Selected excerpt Start Marker

> How is anyone supposed to know what these model names mean?
Normies don't have to know - ChatGPT app focuses UX around capabilities and automatically picks the appropriate model for capabilities requested; you can see which model you're using and change it, but don't need to.
As for the techies and self-proclaimed "AI experts" - OpenAI is the leader in the field, and one of the most well-known and talked about tech companies in history. Whether to use, praise or criticize, this group of users is motivated to figure it out on their own.
It's the privilege of fashionable companies. They could name the next model ↂ-↊↋, and it'll take all of five minutes for everyone in tech (and everyone on LinkedIn) to learn how to type in the right Unicode characters.
EDIT: Originally I wrote \Omega-↊↋, but apparently HN's Unicode filter extends to Greek alphabet now? 'dang?
Thanks! I copied mine from Wikipedia (like I typically do with Unicode characters I rarely use), where it is also Ω - the same character. For a moment I was worried I somehow got it mixed up with the Ohm symbol but I didn't. Not sure what happened here.
Who said this is not intentional? It seems to work well given that people are hyped every time there's a release, no matter how big the actual improvements are — I'm pretty sure "o3-mini" works better for that purpose than "GPT 4.1.3"
Yes, this $300Bn company generating +$3.4Bn in revenue needs to hire marketing expert. They can begin by sourcing ideas from us here to save their struggling business from total marketing disaster.
Hype based marketing can be effective but it is high risk and unstable.

Selected excerpt End Marker
Supplied records Start Marker

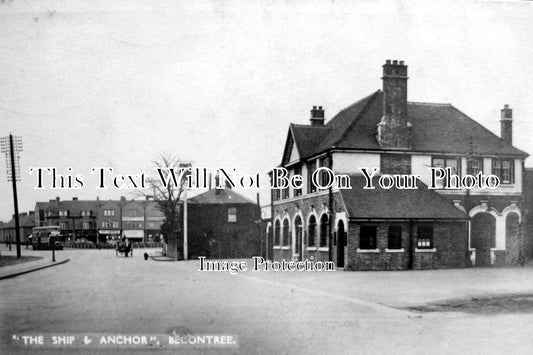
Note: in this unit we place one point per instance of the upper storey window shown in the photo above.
(503, 168)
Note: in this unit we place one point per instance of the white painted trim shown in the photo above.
(425, 250)
(368, 250)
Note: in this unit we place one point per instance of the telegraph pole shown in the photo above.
(11, 145)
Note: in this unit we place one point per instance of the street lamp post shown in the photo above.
(11, 146)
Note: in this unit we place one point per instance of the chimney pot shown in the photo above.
(393, 129)
(506, 124)
(317, 116)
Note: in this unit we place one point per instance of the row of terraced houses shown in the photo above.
(99, 221)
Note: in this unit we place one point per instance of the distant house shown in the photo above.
(109, 220)
(99, 221)
(395, 229)
(76, 218)
(26, 224)
(223, 224)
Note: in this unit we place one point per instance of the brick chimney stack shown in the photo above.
(317, 116)
(507, 124)
(394, 129)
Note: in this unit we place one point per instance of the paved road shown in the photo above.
(97, 292)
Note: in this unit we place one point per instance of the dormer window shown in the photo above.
(447, 162)
(298, 171)
(503, 168)
(474, 166)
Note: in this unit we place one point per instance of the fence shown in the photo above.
(91, 245)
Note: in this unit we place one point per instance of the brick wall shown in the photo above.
(449, 238)
(305, 206)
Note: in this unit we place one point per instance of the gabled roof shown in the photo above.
(394, 203)
(224, 196)
(436, 128)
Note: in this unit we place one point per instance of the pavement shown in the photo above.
(281, 313)
(45, 261)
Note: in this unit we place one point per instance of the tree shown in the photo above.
(167, 187)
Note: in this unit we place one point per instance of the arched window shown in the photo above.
(277, 231)
(298, 231)
(286, 232)
(311, 231)
(324, 230)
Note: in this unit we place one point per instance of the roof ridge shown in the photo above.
(356, 119)
(429, 103)
(355, 103)
(299, 125)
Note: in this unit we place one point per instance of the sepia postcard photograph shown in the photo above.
(266, 177)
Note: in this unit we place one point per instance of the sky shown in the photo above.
(115, 83)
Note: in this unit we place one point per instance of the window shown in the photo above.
(311, 231)
(298, 229)
(324, 230)
(445, 162)
(324, 176)
(504, 170)
(277, 231)
(367, 237)
(474, 166)
(298, 171)
(425, 237)
(286, 232)
(285, 193)
(395, 237)
(311, 167)
(232, 214)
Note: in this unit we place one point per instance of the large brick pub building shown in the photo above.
(395, 229)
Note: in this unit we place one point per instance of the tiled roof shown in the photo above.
(225, 196)
(394, 203)
(439, 128)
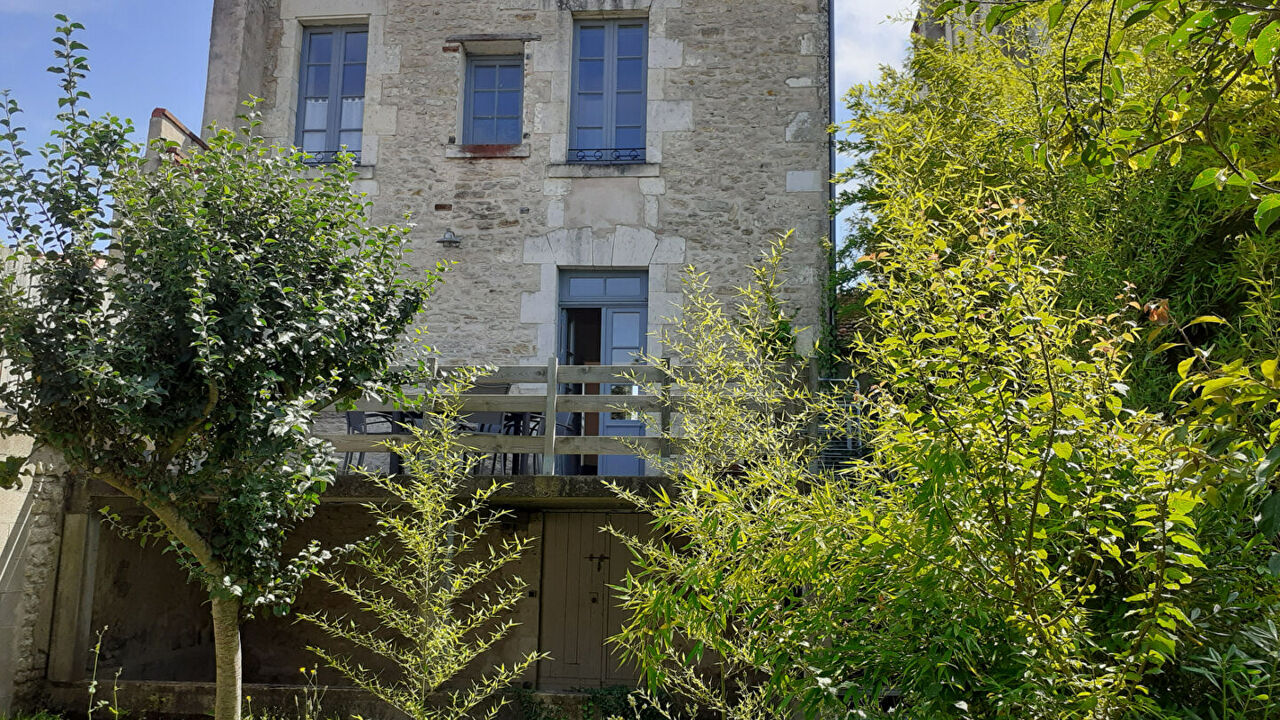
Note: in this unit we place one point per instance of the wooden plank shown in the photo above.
(611, 373)
(607, 445)
(531, 445)
(538, 404)
(664, 409)
(507, 373)
(549, 417)
(609, 402)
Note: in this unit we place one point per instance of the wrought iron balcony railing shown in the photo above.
(606, 155)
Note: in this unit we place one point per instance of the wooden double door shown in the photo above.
(579, 613)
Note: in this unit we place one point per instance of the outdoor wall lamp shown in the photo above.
(449, 238)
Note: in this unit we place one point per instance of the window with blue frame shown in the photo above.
(332, 91)
(494, 100)
(607, 110)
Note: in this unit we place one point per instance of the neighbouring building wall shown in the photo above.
(736, 149)
(31, 527)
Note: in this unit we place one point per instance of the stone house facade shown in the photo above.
(568, 158)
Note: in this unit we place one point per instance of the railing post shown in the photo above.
(664, 413)
(549, 419)
(814, 387)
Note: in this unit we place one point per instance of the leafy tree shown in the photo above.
(1220, 95)
(182, 327)
(1016, 543)
(426, 584)
(986, 112)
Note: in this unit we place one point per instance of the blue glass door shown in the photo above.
(604, 322)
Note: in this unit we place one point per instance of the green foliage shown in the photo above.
(988, 112)
(1215, 71)
(238, 294)
(426, 584)
(1018, 543)
(173, 331)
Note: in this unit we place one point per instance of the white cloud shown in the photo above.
(869, 33)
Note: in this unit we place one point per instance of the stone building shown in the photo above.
(570, 158)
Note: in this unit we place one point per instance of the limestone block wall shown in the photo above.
(31, 524)
(736, 150)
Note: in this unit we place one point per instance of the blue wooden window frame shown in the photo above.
(620, 92)
(332, 71)
(479, 112)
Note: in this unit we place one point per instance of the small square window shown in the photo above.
(332, 91)
(493, 106)
(608, 104)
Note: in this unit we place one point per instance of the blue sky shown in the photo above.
(142, 54)
(154, 53)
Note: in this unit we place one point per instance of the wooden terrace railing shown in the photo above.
(548, 404)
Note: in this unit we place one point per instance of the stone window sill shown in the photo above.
(476, 151)
(602, 171)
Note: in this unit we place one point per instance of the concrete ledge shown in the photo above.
(602, 171)
(476, 151)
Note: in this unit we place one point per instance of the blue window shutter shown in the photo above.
(493, 104)
(332, 91)
(608, 103)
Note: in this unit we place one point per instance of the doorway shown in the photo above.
(579, 611)
(603, 322)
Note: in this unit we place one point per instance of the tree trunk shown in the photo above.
(227, 657)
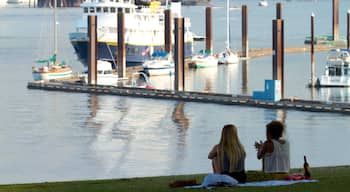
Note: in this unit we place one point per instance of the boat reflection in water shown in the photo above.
(334, 94)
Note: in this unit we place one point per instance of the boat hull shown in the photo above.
(135, 54)
(47, 76)
(334, 81)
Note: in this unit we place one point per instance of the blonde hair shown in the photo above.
(230, 144)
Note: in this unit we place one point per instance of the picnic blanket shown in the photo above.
(213, 180)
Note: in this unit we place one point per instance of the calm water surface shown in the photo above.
(54, 136)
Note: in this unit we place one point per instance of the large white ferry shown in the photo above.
(144, 30)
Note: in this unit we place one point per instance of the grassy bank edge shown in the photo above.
(330, 179)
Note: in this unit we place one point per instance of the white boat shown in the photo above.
(263, 3)
(337, 70)
(160, 64)
(204, 59)
(52, 69)
(105, 74)
(227, 56)
(144, 28)
(140, 80)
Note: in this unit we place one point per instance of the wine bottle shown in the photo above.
(307, 173)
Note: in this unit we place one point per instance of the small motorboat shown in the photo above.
(159, 64)
(263, 3)
(228, 57)
(51, 70)
(204, 59)
(337, 70)
(105, 74)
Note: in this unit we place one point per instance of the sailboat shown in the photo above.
(228, 56)
(52, 69)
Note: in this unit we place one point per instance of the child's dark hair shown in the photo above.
(275, 128)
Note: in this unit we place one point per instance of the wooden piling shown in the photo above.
(121, 60)
(279, 10)
(209, 28)
(167, 30)
(92, 51)
(312, 50)
(245, 47)
(278, 52)
(179, 84)
(245, 77)
(348, 30)
(335, 20)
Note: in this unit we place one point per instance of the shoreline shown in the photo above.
(317, 173)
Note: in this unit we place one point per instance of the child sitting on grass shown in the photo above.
(274, 151)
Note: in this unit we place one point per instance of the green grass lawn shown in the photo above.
(330, 179)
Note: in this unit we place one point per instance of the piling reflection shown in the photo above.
(245, 64)
(182, 124)
(111, 141)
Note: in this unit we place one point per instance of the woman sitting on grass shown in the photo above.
(228, 156)
(275, 150)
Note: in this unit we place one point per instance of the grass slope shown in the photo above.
(330, 179)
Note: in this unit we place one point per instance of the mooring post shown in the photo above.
(279, 10)
(245, 77)
(312, 50)
(209, 28)
(278, 52)
(348, 30)
(92, 51)
(179, 84)
(335, 20)
(245, 47)
(167, 31)
(121, 60)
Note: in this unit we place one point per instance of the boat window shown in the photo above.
(338, 71)
(331, 71)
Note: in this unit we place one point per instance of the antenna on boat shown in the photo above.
(55, 28)
(228, 24)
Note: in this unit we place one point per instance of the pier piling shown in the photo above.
(312, 50)
(121, 60)
(335, 20)
(278, 52)
(179, 84)
(92, 51)
(245, 48)
(167, 30)
(348, 30)
(209, 28)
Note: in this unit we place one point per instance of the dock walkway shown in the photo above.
(224, 99)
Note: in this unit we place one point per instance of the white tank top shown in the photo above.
(278, 161)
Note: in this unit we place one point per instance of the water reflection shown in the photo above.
(201, 79)
(245, 64)
(111, 142)
(182, 122)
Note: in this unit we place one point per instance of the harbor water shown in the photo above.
(59, 136)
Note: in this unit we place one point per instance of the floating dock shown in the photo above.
(224, 99)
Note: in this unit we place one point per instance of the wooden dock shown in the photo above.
(224, 99)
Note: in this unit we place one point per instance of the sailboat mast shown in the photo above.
(228, 24)
(55, 26)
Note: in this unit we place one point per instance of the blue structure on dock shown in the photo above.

Supplied records End Marker

## Actions to take
- A) Can you summarize the comment thread on OpenAI's model names in two sentences?
- B) Could you write the next part of the comment thread on OpenAI's model names, picking up after its final comment?
These rows come from a separate source.

## List of answers
- A) One commenter argues that ordinary users don't need to understand the model names because the ChatGPT app picks the appropriate model automatically, while tech users are motivated to figure the names out on their own. Another suggests the naming may be intentional because people get hyped at every release, and the replies include one mocking the idea that such a large company needs marketing help and one warning that hype-based marketing is high risk and unstable.

- B)
A marketing team isn’t a generality that makes a company known, it often focuses on communicating what products different types of customers need from your lineup.
If I sell three medications:
Steve
56285
Priximetrin
And only tell you they are all pain killers but for different types and levels of pain I’m going to leave revenue on the floor. That is no matter how valuable my business is or how well it’s known.
Ugh, and some of the rows of that table are "sets of models" while some are singular models...there's the "Flagship models" section at the top only for "GPT models" to be heralded as "Our fast, versatile, high intelligence flagship models" in the NEXT section...
...I like "DALL·E" and "Whisper" as names a lot, though, FWIW :p
As someone else said in another thread, if you could derive the definition from a word, the word would be as long as the definition, which would defeat the purpose.
If the model is for technical stuff, then call it the technical model. How is anyone supposed to know what these model names mean?